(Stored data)
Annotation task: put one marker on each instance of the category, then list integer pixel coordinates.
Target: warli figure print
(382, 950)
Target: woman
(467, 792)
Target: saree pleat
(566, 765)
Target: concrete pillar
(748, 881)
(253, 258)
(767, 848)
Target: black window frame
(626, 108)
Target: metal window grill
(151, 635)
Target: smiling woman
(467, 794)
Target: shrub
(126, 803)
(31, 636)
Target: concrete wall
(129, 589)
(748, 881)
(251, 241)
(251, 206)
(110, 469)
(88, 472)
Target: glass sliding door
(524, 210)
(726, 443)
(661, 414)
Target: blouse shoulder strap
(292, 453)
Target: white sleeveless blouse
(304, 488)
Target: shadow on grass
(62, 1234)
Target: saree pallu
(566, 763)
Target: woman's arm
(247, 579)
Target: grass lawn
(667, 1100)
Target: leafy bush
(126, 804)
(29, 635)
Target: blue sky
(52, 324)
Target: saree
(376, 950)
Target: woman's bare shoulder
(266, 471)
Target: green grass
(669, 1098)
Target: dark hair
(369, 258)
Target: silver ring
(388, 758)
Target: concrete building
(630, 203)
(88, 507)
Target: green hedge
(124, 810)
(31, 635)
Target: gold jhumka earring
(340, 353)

### AIM OF THE EXERCISE:
Every record above is to be written out exactly.

### FINISHED EXERCISE:
Annotation task: put one marker on each instance of the category, then list integer pixel coordinates.
Target: warli figure print
(382, 950)
Target: woman
(467, 792)
Target: saree pleat
(566, 765)
Target: concrete pillar
(748, 881)
(253, 258)
(767, 848)
Target: black window frame
(626, 108)
Target: metal window grill
(151, 635)
Target: smiling woman
(467, 794)
Target: shrub
(126, 803)
(31, 636)
Target: concrete wall
(129, 589)
(748, 881)
(251, 241)
(251, 206)
(110, 469)
(88, 472)
Target: glass sliding door
(524, 210)
(726, 443)
(661, 414)
Target: blouse shoulder strap
(292, 453)
Target: white sleeveless blouse
(304, 488)
Target: shadow on grass
(62, 1234)
Target: saree pallu
(566, 763)
Target: woman's arm
(247, 579)
Target: grass lawn
(667, 1100)
Target: leafy bush
(126, 804)
(29, 635)
Target: blue sky
(52, 324)
Target: saree
(376, 950)
Target: woman's bare shoulder
(266, 471)
Target: green grass
(669, 1098)
Target: dark hair
(369, 258)
Target: silver ring
(388, 758)
Target: concrete building
(630, 203)
(88, 507)
Target: green hedge
(124, 810)
(31, 635)
Target: gold jhumka earring
(340, 353)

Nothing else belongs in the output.